## Work to be completed:
Leave out the pictures, then reproduce the rest of the material exactly.

---- Exercise inputs

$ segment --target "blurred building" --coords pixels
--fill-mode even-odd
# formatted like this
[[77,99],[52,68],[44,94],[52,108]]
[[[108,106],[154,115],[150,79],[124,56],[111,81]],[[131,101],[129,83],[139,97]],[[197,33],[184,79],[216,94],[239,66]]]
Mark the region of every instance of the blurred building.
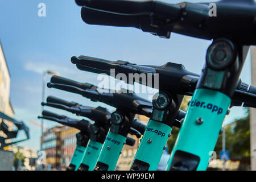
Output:
[[[251,46],[251,85],[256,86],[256,46]],[[250,108],[251,169],[256,171],[256,109]]]
[[[149,120],[149,118],[142,115],[136,115],[135,118],[140,122],[146,125]],[[119,171],[129,171],[133,163],[133,159],[139,147],[140,139],[138,139],[134,135],[128,135],[135,140],[135,143],[133,146],[125,145],[122,151],[122,154],[118,159],[117,164],[117,169]]]
[[[13,117],[14,111],[10,101],[10,82],[11,77],[9,70],[0,42],[0,111],[10,117]],[[1,122],[2,119],[0,119],[0,123]],[[12,122],[5,121],[5,123],[11,129]],[[0,136],[5,138],[6,135],[2,131],[0,131]],[[6,140],[6,143],[10,142],[11,139]],[[8,147],[5,150],[8,150]]]
[[[9,70],[0,42],[0,111],[10,117],[13,117],[14,111],[10,101],[10,82],[11,77]],[[0,119],[0,123],[1,122],[2,119]],[[11,122],[8,121],[5,121],[5,122],[9,127],[11,128],[13,124]],[[5,133],[2,131],[0,131],[0,136],[6,137]],[[6,140],[6,142],[10,142],[10,141]]]
[[36,160],[38,159],[38,151],[36,150],[28,148],[27,147],[18,147],[16,145],[12,145],[9,147],[9,150],[16,153],[18,151],[22,154],[25,158],[24,160],[24,166],[26,169],[29,171],[35,171],[36,167]]
[[67,126],[55,126],[41,137],[46,163],[52,169],[65,169],[69,164],[76,146],[76,134],[79,130]]

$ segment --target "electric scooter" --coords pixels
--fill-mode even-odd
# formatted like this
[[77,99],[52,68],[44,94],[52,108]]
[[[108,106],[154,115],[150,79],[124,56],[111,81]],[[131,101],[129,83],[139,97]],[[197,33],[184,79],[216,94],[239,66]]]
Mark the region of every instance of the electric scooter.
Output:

--------

## Correct answer:
$ segment --target "blurred building" --coords pixels
--fill-mode even-odd
# formatted like this
[[77,99],[52,68],[44,94],[52,108]]
[[[108,106],[154,115],[150,79],[124,56],[111,81]],[[131,101],[129,83],[139,97]],[[197,33],[184,79],[216,94],[239,66]]]
Mark the region of every instance of the blurred building.
Output:
[[[251,46],[251,85],[256,86],[256,46]],[[250,108],[251,169],[256,171],[256,109]]]
[[[149,120],[149,118],[142,115],[136,115],[135,118],[140,122],[146,125]],[[119,171],[129,171],[133,163],[133,159],[139,147],[140,139],[138,139],[134,135],[128,135],[135,140],[135,143],[133,146],[125,145],[122,151],[122,154],[118,159],[117,164],[117,169]]]
[[[13,117],[14,111],[10,101],[10,82],[11,77],[9,70],[0,42],[0,111],[10,117]],[[1,122],[2,119],[0,119],[0,123]],[[12,122],[5,121],[5,123],[11,129]],[[0,136],[5,138],[6,135],[2,131],[0,131]],[[6,140],[6,143],[10,142],[11,139]],[[8,147],[5,150],[8,150]]]
[[[9,70],[0,42],[0,111],[10,117],[13,117],[14,111],[10,101],[10,82],[11,77]],[[0,119],[0,123],[1,122],[2,119]],[[11,122],[8,121],[5,121],[5,122],[9,127],[11,128],[13,124]],[[5,133],[2,131],[0,131],[0,136],[6,137]],[[6,140],[6,142],[10,142],[10,141]]]
[[36,160],[38,159],[38,151],[36,150],[28,148],[27,147],[18,147],[16,145],[12,145],[9,147],[9,150],[16,153],[18,151],[22,154],[25,158],[24,160],[24,166],[26,169],[29,171],[35,171],[36,167]]
[[67,126],[55,126],[41,137],[46,163],[52,169],[65,169],[69,164],[76,146],[76,134],[79,130]]

$ segment --target "electric scooter" --coords pixels
--fill-mode even-odd
# formatted like this
[[77,99],[52,68],[44,94],[52,108]]
[[[108,106],[154,115],[150,79],[124,56],[111,81]],[[131,101],[129,83],[139,97]],[[197,33],[184,79],[216,94],[239,66]]]
Mark the region of every instance of the electric scooter.
Output:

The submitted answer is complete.